↓

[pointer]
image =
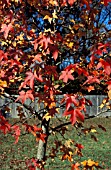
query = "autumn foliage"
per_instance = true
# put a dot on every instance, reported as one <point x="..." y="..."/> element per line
<point x="31" y="52"/>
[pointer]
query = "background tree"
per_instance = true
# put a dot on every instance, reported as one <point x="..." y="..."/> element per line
<point x="36" y="37"/>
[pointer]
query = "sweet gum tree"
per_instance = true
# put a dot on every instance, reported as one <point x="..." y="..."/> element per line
<point x="35" y="38"/>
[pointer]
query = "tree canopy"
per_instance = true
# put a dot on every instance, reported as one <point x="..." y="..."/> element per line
<point x="36" y="38"/>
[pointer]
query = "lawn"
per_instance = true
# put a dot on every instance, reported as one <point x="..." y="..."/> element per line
<point x="14" y="156"/>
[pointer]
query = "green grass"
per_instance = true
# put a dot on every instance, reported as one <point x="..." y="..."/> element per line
<point x="13" y="156"/>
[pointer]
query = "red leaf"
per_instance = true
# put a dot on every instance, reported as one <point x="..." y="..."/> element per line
<point x="71" y="2"/>
<point x="79" y="146"/>
<point x="25" y="95"/>
<point x="41" y="136"/>
<point x="5" y="127"/>
<point x="92" y="79"/>
<point x="75" y="166"/>
<point x="6" y="29"/>
<point x="16" y="134"/>
<point x="66" y="75"/>
<point x="75" y="114"/>
<point x="70" y="99"/>
<point x="106" y="2"/>
<point x="86" y="3"/>
<point x="103" y="128"/>
<point x="105" y="65"/>
<point x="109" y="85"/>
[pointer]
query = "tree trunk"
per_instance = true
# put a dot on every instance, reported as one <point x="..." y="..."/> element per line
<point x="41" y="152"/>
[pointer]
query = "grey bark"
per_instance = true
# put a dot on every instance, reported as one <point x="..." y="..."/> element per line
<point x="41" y="152"/>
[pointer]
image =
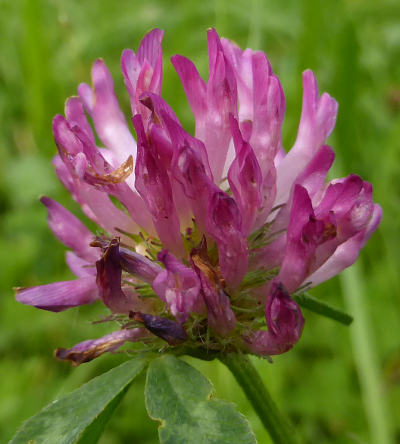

↑

## Instructions for the task
Write out the listing word for word, omitting the pictures it holds.

## Written solution
[pointer]
image =
query = "autumn foliage"
per_instance = true
# put a dot on every instance, reported as one <point x="..." y="..."/> element per line
<point x="31" y="52"/>
[pointer]
query = "background tree"
per_instance = true
# put a dot on every instance, reported as one <point x="..." y="..."/> element per line
<point x="36" y="37"/>
[pointer]
query = "sweet gum tree"
per_instance = true
# put a dot on every instance, reported as one <point x="..." y="..."/> element per line
<point x="35" y="38"/>
[pointer]
query = "tree canopy"
per_instance = true
# put a dot on every instance, reported as one <point x="..." y="..."/> element per line
<point x="36" y="38"/>
[pointer]
query = "lawn"
per_instance = true
# put a dot on every instance, reported as one <point x="..." y="..."/> element per line
<point x="14" y="156"/>
[pointer]
query = "green grass"
per_instance = true
# put a dot on every instance, reported as one <point x="..." y="..."/> element per line
<point x="13" y="156"/>
[pointer]
query = "red leaf"
per_instance = true
# put a dot on every instance, reported as one <point x="..." y="..."/> element per line
<point x="71" y="2"/>
<point x="79" y="146"/>
<point x="25" y="95"/>
<point x="41" y="136"/>
<point x="5" y="127"/>
<point x="92" y="79"/>
<point x="75" y="166"/>
<point x="6" y="29"/>
<point x="16" y="134"/>
<point x="66" y="75"/>
<point x="75" y="114"/>
<point x="70" y="99"/>
<point x="106" y="2"/>
<point x="86" y="3"/>
<point x="103" y="128"/>
<point x="105" y="65"/>
<point x="109" y="85"/>
[pointer]
query = "tree trunk"
per_instance = true
# put a dot on every instance, reported as one <point x="..." y="..."/> element per line
<point x="41" y="152"/>
[pointer]
query = "grey bark"
per_instance = true
# put a dot on every instance, reported as one <point x="..." y="..."/> element per line
<point x="41" y="152"/>
[pointer]
image =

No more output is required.